**EXTRAIT FOURNI:**
Quant au portrait de droite, il est à la limite de la métamorphose humaine à ranger parmi les illusions diaboliques: l’alternance monstrueuse, en un seul être, du rustre, ennemi des bonnes études, au gentil esprit docile dont l’âme n’aspire qu’à s’élever. C’est que la photo reproduit étonnamment la même personne. Le demi-dieu est devenu simple mortel, paré cette fois pour duper son entourage.

Nu-tête, Rached Ghannouchi porte désormais des cheveux blancs coupés fort courts bien qu’entamés par une calvitie naissante. Une coupe qui demeure non seulement un indéniable atout de style et de modernité, mais déclenche une meilleure estime de soi qui l’aide à prendre des risques, à chercher des solutions innovatrices, parfois contre son camp, et lui permet surtout de voir plus grand quant à son avenir politique.

L’effet «lunettes», n’échappe pas non plus à l’attention de l’observateur et participe à son tour à cette communication politique calibrée destinée à s’imprimer dans nos esprits, et qui représente à elle seule un slogan concis et éloquent.

Le regard, jadis soupçonneux, traduit désormais, derrière des verres sans monture, un état d’esprit nouveau, plus apaisé, plus paternel. Celui de quelqu’un qui est ancré dans le monde réel, qui comprend l’économie moderne, qui sait ce qu’il veut et où il veut aller. Loin de révéler une infirmité ou souligner les dégradations physiques de l’âge, ses lunettes portent des significations, plus positives : l’aptitude à la réflexion, la profondeur de la pensée, la solidité des convictions et le réalisme en politique. Bref, on lui donnerait le bon Dieu sans confession.

Les métamorphoses d’un chef islamiste.

**LISTE FOURNIE:**
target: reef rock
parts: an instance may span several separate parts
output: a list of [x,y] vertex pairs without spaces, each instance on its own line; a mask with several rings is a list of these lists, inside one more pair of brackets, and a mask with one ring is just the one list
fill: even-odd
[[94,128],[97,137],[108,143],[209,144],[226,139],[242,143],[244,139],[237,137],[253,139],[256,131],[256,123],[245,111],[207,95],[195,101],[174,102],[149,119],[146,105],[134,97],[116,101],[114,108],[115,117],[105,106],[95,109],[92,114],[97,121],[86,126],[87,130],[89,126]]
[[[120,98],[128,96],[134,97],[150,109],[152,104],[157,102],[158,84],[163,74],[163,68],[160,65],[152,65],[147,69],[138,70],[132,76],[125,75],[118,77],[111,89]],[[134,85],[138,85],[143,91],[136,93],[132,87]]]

**CONSIGNE:** Dans l'extrait fourni, derrière quel type de verres le regard de Rached Ghannouchi se trouve-t-il désormais ?

**RÉPONSE:** Derrière des verres sans monture.